■ **TASK INPUTS**
────────────────

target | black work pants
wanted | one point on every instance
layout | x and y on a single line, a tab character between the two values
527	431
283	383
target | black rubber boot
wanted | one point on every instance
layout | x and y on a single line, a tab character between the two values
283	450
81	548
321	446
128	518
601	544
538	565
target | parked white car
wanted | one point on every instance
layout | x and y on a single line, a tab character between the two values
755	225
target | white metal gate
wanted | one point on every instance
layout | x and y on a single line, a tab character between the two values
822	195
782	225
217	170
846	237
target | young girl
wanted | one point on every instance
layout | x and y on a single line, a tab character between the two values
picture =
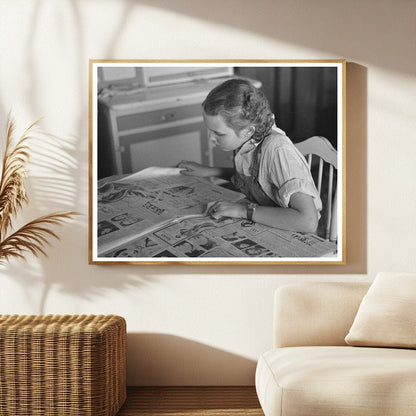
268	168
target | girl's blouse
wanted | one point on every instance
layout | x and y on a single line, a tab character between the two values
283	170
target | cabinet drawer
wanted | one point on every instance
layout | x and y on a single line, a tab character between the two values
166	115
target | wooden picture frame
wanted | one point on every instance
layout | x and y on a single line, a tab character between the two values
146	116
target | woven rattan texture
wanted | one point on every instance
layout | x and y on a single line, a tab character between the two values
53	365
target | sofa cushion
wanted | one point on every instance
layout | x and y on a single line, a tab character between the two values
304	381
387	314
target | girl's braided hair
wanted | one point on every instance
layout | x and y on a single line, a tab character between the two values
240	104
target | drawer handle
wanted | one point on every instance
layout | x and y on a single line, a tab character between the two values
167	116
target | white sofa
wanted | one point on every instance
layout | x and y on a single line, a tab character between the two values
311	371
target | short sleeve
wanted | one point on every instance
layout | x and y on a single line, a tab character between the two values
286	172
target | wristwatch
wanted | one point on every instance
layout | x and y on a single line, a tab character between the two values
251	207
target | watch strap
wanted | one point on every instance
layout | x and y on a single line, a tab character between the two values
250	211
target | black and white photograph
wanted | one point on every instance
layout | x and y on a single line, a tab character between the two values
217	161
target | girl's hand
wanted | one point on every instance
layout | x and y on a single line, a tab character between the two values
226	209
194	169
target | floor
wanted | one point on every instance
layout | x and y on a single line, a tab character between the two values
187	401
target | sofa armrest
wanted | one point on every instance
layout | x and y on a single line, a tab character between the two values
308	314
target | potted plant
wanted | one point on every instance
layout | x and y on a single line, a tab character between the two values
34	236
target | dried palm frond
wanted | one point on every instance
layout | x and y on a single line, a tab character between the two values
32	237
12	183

────────────────

■ **REQUIRED WORK**
Reproduce exactly the lines from the one containing "target | black and white photograph" through the last line of the records above, including both, and nothing else.

■ **CORRECT ANSWER**
target | black and white photograph
wanted | one point on every instance
layout | x and y on a single line, a tab character between the two values
217	161
target | girl's hand
wanted | one point on every instance
layout | x and y on a single line, a tab character between the two values
226	209
194	169
target | floor
wanted | one point on every instance
layout | x and y on a single line, a tab character between the two values
187	401
target | sofa armrest
wanted | one point on every instance
layout | x and y on a single line, a tab character between the two values
308	314
target | potted plant
wanted | one point on every instance
layout | x and y on a single line, a tab character between the two values
34	236
target | dried palm frond
wanted | one point on every instance
layout | x and y on a single line, a tab character between the two values
32	237
12	183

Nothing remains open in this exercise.